▶ **Trecho da página**

◇ ◇ ◇ ◇

A atual crise na República Centro-Africana começou quando os rebeldes do Séléka tomaram o controle de Bangui, derrubando o então presidente François Bozizé e colocando Djotodia no poder, em abril.

“Desde que o Séléka tomou o poder em março desataram uma onda de matanças, queimando aldeias inteiras, saqueando e atacando brutalmente civis em grande escala”, disse à IPS Philippe Bolopion, diretor na Organização das Nações Unidas (ONU) da Human Rights Watch (HRW). “Chegam a uma aldeia, matam algumas pessoas, expulsam todos de suas casas, saqueiam tudo o que podem, queimam as casas e vão embora”, acrescentou.

Djotodia tentou dissolver o Séléka para deter seus crimes de guerra e ataques contra civis. “No final de setembro, Djotodia decidiu que se livraria do Séléka porque estavam saindo do controle, e foi então que as coisas se precipitaram. O fez, mas eles não tinham nenhum lugar para ir, e ele nunca contou com a lealdade do povo que o impulsionara”, disse Pham.

O Séléka continua operando fora do controle do governo e toma por alvo os civis, o que gera enfrentamentos com as milícias predominantemente cristãs. Embora Bozizé inicialmente tenha criado essas milícias, conhecidas como antibalaka”para combater as gangues, elas começaram a responder aos abusos do Séléka contra os cristãos com ataques semelhantes contra os muçulmanos, fazendo a violência aumentar rapidamente.

“Eles tomaram por alvo civis muçulmanos só por serem muçulmanos. Seus ataques são tão brutais e ferozes como os do Séléka”, disse Bolopion, da HRW. “Quando estive na República Centro-Africana em novembro conversei com um aldeão muçulmano que descreveu como as antibalaka chegaram à sua casa pela manhã colocando para fora seus netos, filhos e duas mulheres e degolaram todos”, acrescentou.

Embora o conflito na República Centro-Africana pareça ser puramente religioso à primeira vista, a designação de uma cristã para a Presidência por parte de outras pessoas selecionadas pelo muçulmano Djotodia indica que o conflito tem suas variações. Pham afirma que a violência é, na realidade, étnica.

“A elite política teve a religião como motivo de divisões, que não é realmente uma fonte de conflito”, poontuou Pham. “Não se trata de um conflito religioso, mas a religião marca os grupos étnicos”, explicou. Os próprios séléka inclusive mataram muçulmanos que vivam em áreas de maioria cristão.

◇ ◇ ◇ ◇

▶ **Registros de anotação de pontos**
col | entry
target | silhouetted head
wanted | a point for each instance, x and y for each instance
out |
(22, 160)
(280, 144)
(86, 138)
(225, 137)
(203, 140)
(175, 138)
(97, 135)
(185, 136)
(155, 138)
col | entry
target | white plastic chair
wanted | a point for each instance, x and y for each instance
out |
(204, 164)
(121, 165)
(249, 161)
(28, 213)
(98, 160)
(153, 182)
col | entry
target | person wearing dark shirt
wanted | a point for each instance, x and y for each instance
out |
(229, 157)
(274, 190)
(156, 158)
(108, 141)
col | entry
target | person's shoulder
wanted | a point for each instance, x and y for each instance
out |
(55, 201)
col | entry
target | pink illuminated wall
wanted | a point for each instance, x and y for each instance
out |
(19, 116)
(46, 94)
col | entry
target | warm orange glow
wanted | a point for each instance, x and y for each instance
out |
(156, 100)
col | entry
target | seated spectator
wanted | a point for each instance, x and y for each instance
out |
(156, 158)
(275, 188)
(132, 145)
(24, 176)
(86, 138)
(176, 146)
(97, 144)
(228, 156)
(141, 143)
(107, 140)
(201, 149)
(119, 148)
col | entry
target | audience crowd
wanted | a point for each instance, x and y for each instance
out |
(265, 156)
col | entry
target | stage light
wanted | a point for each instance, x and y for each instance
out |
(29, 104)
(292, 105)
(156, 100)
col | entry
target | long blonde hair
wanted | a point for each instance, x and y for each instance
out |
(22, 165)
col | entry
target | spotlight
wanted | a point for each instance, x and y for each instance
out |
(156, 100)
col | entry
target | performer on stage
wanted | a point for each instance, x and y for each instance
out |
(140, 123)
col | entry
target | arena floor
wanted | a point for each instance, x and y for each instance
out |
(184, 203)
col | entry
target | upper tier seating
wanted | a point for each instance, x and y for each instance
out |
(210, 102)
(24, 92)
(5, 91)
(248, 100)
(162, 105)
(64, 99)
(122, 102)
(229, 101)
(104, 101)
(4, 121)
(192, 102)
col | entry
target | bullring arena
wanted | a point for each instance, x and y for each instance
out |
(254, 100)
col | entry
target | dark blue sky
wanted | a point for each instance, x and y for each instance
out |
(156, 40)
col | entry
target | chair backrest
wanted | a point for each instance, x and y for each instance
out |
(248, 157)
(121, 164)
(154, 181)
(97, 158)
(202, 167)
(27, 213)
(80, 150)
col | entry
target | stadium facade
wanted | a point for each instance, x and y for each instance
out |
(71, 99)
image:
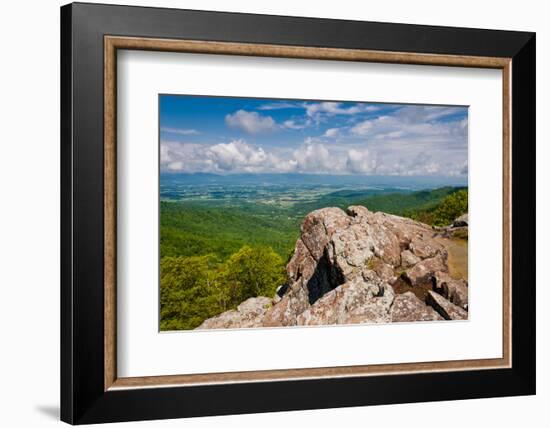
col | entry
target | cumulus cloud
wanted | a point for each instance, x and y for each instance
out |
(331, 108)
(313, 157)
(292, 124)
(279, 106)
(331, 132)
(410, 140)
(250, 122)
(414, 122)
(359, 162)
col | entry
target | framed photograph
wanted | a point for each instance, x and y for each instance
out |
(267, 213)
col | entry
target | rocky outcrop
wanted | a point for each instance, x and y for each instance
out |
(345, 268)
(249, 313)
(446, 309)
(407, 308)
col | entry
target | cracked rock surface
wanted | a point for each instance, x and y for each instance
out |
(346, 269)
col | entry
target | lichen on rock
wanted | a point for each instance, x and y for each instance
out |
(343, 269)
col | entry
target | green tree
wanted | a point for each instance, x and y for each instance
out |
(450, 208)
(444, 212)
(189, 292)
(252, 271)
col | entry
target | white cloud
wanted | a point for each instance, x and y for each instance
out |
(359, 162)
(331, 108)
(180, 131)
(292, 124)
(251, 122)
(279, 106)
(412, 140)
(331, 132)
(313, 157)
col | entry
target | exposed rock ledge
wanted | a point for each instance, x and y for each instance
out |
(346, 269)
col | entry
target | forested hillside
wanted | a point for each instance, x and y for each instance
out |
(216, 255)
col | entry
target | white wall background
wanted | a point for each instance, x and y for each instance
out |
(29, 212)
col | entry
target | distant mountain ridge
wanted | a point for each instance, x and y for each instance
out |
(359, 266)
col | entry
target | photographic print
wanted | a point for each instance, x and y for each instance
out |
(282, 212)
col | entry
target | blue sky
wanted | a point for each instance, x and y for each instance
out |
(238, 135)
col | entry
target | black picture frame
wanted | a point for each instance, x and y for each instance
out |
(83, 398)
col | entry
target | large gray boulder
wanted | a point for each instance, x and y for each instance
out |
(407, 308)
(342, 271)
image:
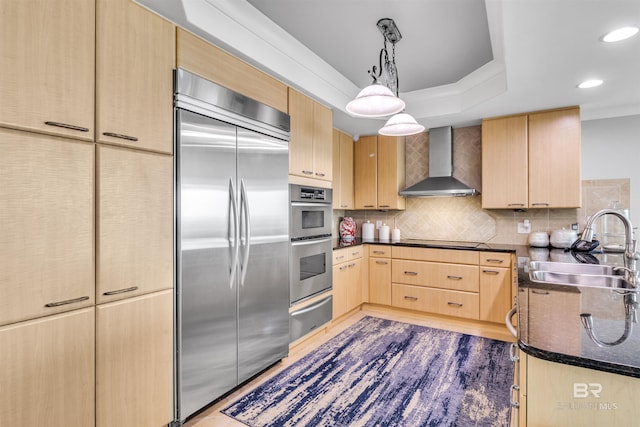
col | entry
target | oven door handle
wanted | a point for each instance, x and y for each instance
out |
(310, 241)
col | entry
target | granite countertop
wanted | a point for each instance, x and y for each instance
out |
(550, 328)
(549, 325)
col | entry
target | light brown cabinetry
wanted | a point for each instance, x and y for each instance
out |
(47, 212)
(495, 286)
(342, 170)
(532, 160)
(48, 68)
(135, 58)
(310, 149)
(47, 375)
(197, 55)
(134, 223)
(379, 172)
(347, 280)
(452, 282)
(564, 395)
(379, 274)
(134, 340)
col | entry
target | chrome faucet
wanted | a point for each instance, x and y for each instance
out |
(630, 254)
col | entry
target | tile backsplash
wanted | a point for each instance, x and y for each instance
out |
(462, 218)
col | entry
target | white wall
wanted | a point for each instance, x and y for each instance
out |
(611, 150)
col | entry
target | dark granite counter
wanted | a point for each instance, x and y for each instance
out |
(549, 325)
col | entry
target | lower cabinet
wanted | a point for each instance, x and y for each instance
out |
(380, 274)
(134, 361)
(47, 375)
(347, 280)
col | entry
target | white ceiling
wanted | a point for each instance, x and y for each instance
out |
(458, 60)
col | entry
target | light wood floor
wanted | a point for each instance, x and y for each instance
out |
(212, 417)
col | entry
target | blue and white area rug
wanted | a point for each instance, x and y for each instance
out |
(385, 373)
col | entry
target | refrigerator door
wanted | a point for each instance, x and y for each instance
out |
(263, 164)
(207, 233)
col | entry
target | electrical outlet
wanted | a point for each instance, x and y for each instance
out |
(524, 227)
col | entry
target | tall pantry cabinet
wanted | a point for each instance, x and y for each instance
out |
(86, 254)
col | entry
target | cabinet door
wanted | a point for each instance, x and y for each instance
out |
(354, 284)
(322, 144)
(301, 145)
(134, 223)
(365, 170)
(505, 163)
(342, 170)
(554, 159)
(340, 283)
(135, 58)
(47, 376)
(134, 342)
(380, 281)
(391, 176)
(47, 211)
(495, 293)
(48, 68)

◇ ◇ ◇ ◇

▶ **Instrução dada 1**
De acordo com o trecho sobre a crise na República Centro-Africana, quem foi derrubado quando os rebeldes do Séléka tomaram o controle de Bangui?
▶ **Instrução dada 2**
Prossiga com o trecho sobre a crise na República Centro-Africana a partir do ponto em que ele termina.
A listagem não tem nenhum papel nesta atividade.

▶ **Resposta 1**
O então presidente François Bozizé.

▶ **Resposta 2**
As tensões entre o Séléka e os antibalaka chegaram ao ponto de ebulição em dezembro, quando os enfrentamentos entre os dois grupos e seus ataques contra civis aumentaram drasticamente. Embora Djotodia tenha renunciado no dia 10, em uma tentativa de aliviar o caos, a violência continua despertando temores de que ocorra um genocídio.

“A situação não se estabilizou em absoluto, e nos preocupam muito as represálias maciças contra a população muçulmana agora que o Séléka está em fuga”, afirmou Bolopion. “Justamente agora, o país está à beira da anarquia total”.

Caso a violência continue, analistas apresentam propostas para ajudar a pôr fim ao conflito. “Pensamos que é preciso um enfoque de duas mãos”, explicou Bolopion. “Uma para impulsionar a capacidade do poder civil no terreno. Mas também devemos trabalhar em muitas tarefas para reconstruir o país, como a solução de mais longo prazo de reconstruir o exército, o sistema judicial e a função básica de administração”, afirmou.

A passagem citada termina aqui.